## Begin

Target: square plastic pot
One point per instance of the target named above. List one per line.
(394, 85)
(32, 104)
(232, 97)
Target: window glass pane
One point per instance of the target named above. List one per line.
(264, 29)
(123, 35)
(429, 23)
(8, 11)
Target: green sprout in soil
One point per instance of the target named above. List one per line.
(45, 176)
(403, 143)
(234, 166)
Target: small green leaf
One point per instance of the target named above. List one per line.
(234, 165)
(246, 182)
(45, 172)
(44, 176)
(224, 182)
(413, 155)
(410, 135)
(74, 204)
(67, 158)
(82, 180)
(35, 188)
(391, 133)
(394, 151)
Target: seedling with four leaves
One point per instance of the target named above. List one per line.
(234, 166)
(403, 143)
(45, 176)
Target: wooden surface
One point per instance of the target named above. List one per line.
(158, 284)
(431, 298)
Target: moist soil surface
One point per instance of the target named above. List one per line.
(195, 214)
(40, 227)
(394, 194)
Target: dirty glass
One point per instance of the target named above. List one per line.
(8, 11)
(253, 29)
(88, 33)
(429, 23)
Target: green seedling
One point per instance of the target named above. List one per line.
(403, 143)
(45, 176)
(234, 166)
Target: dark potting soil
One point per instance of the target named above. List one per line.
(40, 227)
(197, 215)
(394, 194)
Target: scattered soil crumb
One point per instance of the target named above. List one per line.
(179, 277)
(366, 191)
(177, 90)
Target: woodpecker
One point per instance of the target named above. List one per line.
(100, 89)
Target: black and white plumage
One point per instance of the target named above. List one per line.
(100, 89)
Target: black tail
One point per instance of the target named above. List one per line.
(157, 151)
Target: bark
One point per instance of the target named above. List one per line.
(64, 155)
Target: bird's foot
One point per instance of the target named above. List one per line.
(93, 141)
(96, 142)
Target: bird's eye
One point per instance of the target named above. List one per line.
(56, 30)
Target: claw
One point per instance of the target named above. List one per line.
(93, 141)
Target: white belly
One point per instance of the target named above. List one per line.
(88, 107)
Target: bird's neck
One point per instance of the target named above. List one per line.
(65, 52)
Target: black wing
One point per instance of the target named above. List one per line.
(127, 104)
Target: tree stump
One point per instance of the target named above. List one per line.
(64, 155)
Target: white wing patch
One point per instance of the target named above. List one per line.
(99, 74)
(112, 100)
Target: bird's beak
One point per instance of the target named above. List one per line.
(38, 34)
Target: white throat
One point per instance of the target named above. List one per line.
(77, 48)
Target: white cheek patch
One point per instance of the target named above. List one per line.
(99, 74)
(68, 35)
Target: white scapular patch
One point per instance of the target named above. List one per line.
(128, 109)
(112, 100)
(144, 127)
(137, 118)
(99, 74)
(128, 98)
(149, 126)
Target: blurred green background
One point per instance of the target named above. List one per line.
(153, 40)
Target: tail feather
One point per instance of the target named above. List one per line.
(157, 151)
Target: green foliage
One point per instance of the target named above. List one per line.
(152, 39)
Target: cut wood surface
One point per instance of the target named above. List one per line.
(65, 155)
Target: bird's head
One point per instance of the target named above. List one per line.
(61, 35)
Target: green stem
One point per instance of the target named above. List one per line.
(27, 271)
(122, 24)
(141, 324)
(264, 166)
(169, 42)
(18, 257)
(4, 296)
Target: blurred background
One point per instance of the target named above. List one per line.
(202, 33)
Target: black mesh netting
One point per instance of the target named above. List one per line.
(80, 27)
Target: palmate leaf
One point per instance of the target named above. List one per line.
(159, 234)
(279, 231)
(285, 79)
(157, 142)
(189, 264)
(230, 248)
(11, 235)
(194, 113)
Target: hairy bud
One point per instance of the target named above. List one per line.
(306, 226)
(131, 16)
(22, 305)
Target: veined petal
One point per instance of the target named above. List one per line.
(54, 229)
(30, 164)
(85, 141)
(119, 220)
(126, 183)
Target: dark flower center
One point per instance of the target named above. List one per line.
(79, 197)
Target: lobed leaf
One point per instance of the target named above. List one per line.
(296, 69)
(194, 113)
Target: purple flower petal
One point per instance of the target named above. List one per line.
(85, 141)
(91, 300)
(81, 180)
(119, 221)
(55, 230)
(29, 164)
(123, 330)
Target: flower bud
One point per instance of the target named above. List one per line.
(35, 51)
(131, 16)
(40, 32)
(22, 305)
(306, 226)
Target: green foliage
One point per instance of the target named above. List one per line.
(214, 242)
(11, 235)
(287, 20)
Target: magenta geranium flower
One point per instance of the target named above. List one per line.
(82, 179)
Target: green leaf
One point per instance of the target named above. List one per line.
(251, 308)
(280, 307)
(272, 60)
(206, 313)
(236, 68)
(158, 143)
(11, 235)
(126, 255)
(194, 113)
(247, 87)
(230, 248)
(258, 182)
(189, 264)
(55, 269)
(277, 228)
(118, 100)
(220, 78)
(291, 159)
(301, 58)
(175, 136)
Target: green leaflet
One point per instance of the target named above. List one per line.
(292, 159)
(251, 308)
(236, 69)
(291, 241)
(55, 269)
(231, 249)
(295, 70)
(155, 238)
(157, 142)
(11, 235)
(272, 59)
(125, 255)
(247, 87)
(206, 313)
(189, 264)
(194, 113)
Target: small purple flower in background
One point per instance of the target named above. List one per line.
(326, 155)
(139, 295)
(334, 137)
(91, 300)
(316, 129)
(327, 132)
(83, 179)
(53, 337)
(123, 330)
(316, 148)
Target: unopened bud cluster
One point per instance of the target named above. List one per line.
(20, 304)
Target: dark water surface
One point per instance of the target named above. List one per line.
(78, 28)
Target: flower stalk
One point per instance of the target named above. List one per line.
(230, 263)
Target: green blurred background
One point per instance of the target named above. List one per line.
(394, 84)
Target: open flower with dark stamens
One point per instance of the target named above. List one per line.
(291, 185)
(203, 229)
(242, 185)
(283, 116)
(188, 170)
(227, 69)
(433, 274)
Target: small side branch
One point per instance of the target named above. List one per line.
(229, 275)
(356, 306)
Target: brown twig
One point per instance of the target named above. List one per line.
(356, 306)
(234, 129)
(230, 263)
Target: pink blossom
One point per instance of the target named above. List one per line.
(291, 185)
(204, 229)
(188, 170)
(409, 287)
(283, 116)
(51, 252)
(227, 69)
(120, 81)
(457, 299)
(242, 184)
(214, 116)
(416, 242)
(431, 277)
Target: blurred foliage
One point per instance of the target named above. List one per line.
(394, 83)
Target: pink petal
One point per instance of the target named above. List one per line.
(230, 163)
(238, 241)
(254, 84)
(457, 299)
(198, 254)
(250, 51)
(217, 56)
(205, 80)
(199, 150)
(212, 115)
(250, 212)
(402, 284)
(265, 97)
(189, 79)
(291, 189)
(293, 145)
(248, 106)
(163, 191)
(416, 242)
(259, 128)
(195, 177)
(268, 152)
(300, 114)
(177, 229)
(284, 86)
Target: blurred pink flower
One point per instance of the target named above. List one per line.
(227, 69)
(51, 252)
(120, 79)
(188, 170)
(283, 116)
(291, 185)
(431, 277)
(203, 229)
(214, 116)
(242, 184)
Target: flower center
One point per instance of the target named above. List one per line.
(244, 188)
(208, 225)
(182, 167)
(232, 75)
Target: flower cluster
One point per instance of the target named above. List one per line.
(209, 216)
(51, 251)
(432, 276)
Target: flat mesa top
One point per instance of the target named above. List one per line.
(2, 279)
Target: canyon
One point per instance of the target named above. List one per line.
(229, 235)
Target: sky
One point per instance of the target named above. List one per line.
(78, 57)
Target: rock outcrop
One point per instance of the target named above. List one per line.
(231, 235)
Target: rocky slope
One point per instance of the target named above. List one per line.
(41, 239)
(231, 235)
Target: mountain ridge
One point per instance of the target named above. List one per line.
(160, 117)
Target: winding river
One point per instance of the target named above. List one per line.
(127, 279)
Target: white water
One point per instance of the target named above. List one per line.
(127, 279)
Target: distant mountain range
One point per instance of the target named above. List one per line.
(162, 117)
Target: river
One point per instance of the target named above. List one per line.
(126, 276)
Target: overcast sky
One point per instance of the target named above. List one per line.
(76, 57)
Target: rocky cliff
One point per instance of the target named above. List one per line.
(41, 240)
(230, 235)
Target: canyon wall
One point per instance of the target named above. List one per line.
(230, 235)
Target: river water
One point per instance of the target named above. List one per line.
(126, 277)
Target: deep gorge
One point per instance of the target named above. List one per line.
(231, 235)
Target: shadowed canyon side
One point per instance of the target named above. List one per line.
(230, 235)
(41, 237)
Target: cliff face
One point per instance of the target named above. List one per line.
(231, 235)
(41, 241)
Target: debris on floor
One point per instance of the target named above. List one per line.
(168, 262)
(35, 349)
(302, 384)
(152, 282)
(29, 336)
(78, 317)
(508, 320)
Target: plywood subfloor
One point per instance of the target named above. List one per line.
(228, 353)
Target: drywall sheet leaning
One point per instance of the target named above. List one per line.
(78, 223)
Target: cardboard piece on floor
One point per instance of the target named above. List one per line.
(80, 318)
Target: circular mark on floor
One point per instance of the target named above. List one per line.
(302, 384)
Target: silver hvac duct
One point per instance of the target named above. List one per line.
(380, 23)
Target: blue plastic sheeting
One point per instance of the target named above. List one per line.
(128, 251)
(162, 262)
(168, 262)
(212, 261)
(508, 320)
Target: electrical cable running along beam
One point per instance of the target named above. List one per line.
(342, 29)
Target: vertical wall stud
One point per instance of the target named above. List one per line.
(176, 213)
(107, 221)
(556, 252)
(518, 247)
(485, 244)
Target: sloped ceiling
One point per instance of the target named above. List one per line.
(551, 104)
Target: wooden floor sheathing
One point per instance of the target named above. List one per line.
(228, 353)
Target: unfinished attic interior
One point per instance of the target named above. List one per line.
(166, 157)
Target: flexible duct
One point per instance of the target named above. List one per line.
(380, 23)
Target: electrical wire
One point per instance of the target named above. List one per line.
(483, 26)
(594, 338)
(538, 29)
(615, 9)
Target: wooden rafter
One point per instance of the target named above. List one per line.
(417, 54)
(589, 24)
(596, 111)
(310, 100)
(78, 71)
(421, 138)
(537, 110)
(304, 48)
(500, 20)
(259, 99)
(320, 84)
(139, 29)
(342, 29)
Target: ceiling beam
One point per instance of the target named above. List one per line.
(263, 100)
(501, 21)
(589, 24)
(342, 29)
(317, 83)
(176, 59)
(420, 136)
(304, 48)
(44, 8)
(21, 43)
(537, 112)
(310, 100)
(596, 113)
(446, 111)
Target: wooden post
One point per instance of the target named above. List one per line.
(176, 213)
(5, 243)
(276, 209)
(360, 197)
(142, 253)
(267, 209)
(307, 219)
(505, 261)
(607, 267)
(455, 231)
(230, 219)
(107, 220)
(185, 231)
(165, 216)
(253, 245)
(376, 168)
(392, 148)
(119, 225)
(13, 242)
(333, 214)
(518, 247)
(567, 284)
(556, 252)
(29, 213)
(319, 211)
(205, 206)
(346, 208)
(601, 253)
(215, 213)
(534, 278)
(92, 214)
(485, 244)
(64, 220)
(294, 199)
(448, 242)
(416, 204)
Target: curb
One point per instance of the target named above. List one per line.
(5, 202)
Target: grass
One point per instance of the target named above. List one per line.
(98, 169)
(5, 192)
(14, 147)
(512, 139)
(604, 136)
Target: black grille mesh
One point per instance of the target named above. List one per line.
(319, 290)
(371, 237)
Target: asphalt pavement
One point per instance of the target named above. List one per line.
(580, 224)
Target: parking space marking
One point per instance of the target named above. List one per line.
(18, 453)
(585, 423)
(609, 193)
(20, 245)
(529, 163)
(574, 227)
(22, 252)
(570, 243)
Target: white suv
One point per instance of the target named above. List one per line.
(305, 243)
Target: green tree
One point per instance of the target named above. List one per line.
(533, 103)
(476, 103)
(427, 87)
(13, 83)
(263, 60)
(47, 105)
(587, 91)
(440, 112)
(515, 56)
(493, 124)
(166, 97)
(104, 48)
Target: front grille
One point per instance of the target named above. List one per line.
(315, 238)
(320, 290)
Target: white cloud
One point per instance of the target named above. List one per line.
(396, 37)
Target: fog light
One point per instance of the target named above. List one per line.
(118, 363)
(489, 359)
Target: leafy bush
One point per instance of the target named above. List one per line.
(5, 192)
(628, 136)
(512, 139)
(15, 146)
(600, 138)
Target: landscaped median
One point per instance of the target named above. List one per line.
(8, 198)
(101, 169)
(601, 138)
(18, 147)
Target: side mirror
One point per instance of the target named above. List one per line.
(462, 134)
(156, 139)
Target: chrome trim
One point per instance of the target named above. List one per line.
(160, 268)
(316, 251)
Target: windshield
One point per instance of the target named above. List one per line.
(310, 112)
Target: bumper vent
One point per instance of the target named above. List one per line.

## End

**Set exercise:**
Copy out the material again, starting at the line that has "Target: windshield" and stopping at the end of the material, keeping every line as it is but shifting the coordinates by adding 28 to each number in them.

**Solution:**
Target: windshield
One point per instance of the target named above. List one per line.
(338, 140)
Target: bumper vent
One point per instance of the target named above. List one per line.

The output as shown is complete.